Plus précisément, l’opération Serval a provoqué une réorientation du trafic de drogue en provenance d’Amérique latine, suivant un axe Nigéria-Niger-Libye, évitant le Mali étroitement surveillé. Comme le souligne Bernard Lugan, «à partir du nord du Nigéria avec Boko Haram jusqu’à Benghazi et Derna, tout le trafic, dont celui de la drogue et celui des migrants, est désormais contrôlé par les islamistes»(3) . Les attaques menées depuis la Libye contre une garnison nigérienne à Agadez et contre un site d’Areva à Arlit, le 23 mai 2013, sont révélatrices de ce redéploiement. La Libye s’érige ainsi en épicentre de la menace terroriste et criminelle.

Du reste, la polarisation Sahel-Libye donne de la résonance aux forces centrifuges travaillant l’Etat libyen. La Cyrénaïque, riche de ses ressources énergétiques, pourrait basculer vers l'Égypte, ouvrant une brèche dans la géopolitique régionale. Le 6 mars 2012, Ahmed Zubair Senoussi fut élu émir par les chefs des tribus de Cyrénaïque, acte politique signifiant la progression de l’option fédérale. Initialement motivés par des revendications d’ordre pécuniaires, les blocages successifs de la production pétrolière résultent en réalité de conflits entre tribus sur fond d’enjeux autonomistes et séparatistes. A ce jour, les pertes pour l’Etat libyen sont estimées à 13 milliards de dollars. En effet, le gouvernement a redouté de prendre des mesures énergiques craignant de s’aliéner de puissantes tribus contrôlant la côte est du pays et mues par un fort sentiment autonomiste, à l’instar des Mgharba. Plus précisément, Tripoli, à l’image du Kurdistan en Irak, craint de perdre le contrôle des réserves pétrolières de Cyrénaïque si la région penchait pour l’option fédérale ou autonomiste. Parallèlement, les puits pétroliers ont créé de nouvelles territorialités tribales nourrissant les convoitises et les divisions ancrées dans le temps long de l’histoire et gelées durant la période Kadhafi. Ni le Conseil National de Transition ni les gouvernements en place avant et après les élections législatives du 7 juillet 2012 n’ont pu surmonter ces forces déstructurantes qui ressurgissent du fond de l’histoire libyenne.

**ENTRÉES FOURNIES**.
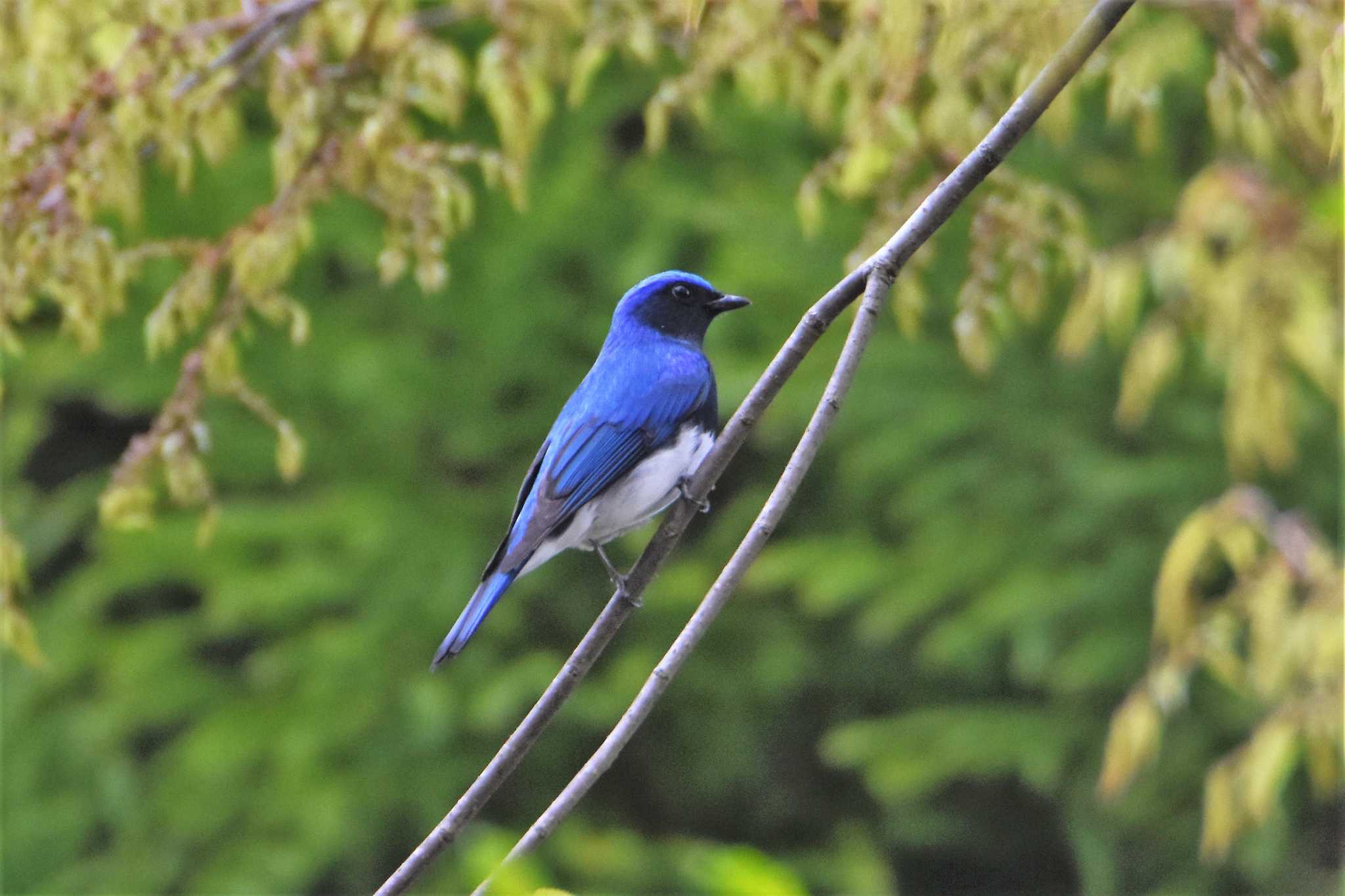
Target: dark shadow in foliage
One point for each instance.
(147, 742)
(66, 558)
(1034, 859)
(82, 437)
(231, 651)
(147, 602)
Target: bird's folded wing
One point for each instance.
(590, 454)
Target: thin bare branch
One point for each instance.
(272, 26)
(885, 264)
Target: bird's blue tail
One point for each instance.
(474, 614)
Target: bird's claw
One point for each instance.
(703, 504)
(618, 580)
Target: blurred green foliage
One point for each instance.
(912, 691)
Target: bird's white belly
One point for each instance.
(631, 500)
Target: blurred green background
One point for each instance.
(911, 692)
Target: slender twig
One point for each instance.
(933, 213)
(272, 26)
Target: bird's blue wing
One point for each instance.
(598, 442)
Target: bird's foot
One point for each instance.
(703, 505)
(618, 580)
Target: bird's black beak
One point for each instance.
(726, 304)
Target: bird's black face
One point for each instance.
(682, 307)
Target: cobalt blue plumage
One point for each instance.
(640, 422)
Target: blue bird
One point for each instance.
(640, 422)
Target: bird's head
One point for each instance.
(674, 303)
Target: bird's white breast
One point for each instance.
(630, 501)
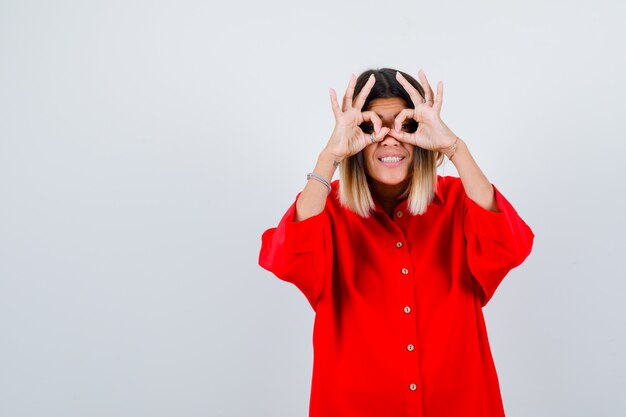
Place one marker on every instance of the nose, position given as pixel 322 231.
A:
pixel 389 140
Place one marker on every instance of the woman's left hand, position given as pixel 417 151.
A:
pixel 432 133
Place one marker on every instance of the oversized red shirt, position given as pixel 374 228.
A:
pixel 399 329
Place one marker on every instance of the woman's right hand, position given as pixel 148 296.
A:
pixel 348 138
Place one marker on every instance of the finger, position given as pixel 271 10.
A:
pixel 439 96
pixel 428 91
pixel 347 97
pixel 360 100
pixel 401 117
pixel 334 103
pixel 370 116
pixel 416 97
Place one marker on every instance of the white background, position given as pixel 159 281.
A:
pixel 146 145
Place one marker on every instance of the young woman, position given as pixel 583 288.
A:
pixel 397 261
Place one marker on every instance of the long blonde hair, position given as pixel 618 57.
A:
pixel 354 190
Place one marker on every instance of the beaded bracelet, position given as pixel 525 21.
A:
pixel 453 146
pixel 318 178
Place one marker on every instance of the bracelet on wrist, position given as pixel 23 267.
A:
pixel 450 150
pixel 317 177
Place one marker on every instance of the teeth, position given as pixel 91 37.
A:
pixel 392 159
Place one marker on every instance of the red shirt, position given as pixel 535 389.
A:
pixel 399 328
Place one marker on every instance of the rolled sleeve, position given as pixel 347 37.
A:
pixel 496 242
pixel 297 252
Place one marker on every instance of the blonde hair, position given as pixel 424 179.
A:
pixel 354 190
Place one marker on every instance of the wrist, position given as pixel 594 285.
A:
pixel 326 157
pixel 451 149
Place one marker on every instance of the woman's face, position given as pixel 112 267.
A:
pixel 388 163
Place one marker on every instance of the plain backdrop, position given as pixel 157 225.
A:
pixel 146 145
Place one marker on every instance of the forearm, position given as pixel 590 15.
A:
pixel 313 197
pixel 477 186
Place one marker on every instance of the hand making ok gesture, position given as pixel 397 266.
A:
pixel 432 133
pixel 347 138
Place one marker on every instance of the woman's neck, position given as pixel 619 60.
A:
pixel 389 195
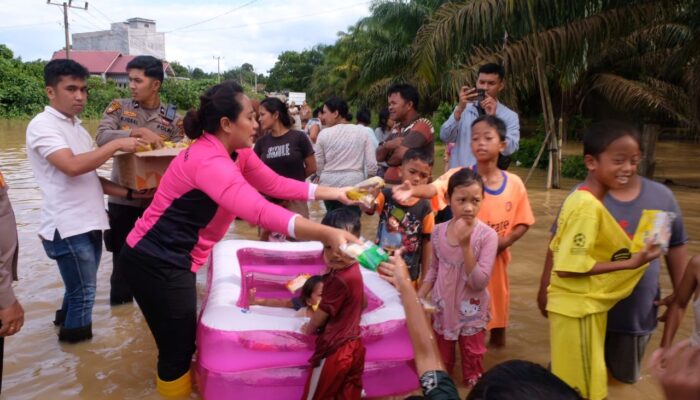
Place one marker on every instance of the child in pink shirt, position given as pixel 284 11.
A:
pixel 464 250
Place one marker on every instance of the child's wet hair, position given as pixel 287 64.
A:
pixel 416 154
pixel 308 289
pixel 518 379
pixel 463 177
pixel 495 123
pixel 600 134
pixel 343 218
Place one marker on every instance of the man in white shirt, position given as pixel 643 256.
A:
pixel 63 159
pixel 457 129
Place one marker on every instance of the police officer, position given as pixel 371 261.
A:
pixel 146 117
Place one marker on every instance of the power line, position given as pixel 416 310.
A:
pixel 102 14
pixel 213 18
pixel 89 21
pixel 66 6
pixel 27 25
pixel 294 18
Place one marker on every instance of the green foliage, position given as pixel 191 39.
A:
pixel 440 116
pixel 179 69
pixel 185 93
pixel 293 70
pixel 6 53
pixel 21 87
pixel 528 149
pixel 573 167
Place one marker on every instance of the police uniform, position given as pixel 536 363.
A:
pixel 120 117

**TRAVAIL DEMANDÉ**.
- a) Dénombrez les lignes des entrées qui contiennent le mot «foliage», en tenant compte de la casse, et indiquez uniquement ce nombre.
- b) Poursuivez le texte sur la Libye et le Sahel au-delà de sa dernière phrase.

**RÉPONSES ATTENDUES**.
- a) 3

- b)
Le drame libyen n’est pas terminé. Aujourd’hui, à l’image de l’Irak, la Libye, scindée en trois entités elles-mêmes fracturées et divisées, mène une lutte acharnée pour maintenir son unité. L’enlèvement du premier ministre libyen, Ali Zeidan, le 10 octobre 2013(4)  - par des milices contestant la capture le 5 octobre 2013 par un commando américain des forces Delta du terroriste Abou Anas Al-Libi à Tripoli - et les combats à l’arme lourde le 15 novembre 2013 dans la capitale - opposant principalement les milices de Misrata, de Tripoli et de Zentan - traduisent la déliquescence de l’Etat libyen. L’exacerbation des tensions et des conflits entre milices visant à s’assurer le contrôle des richesses du pays, des trafics et du pouvoir politique sur fond de sécessionnisme et de montée en puissance des islamistes radicaux menace durablement l’unité de la Libye et la stabilité régionale.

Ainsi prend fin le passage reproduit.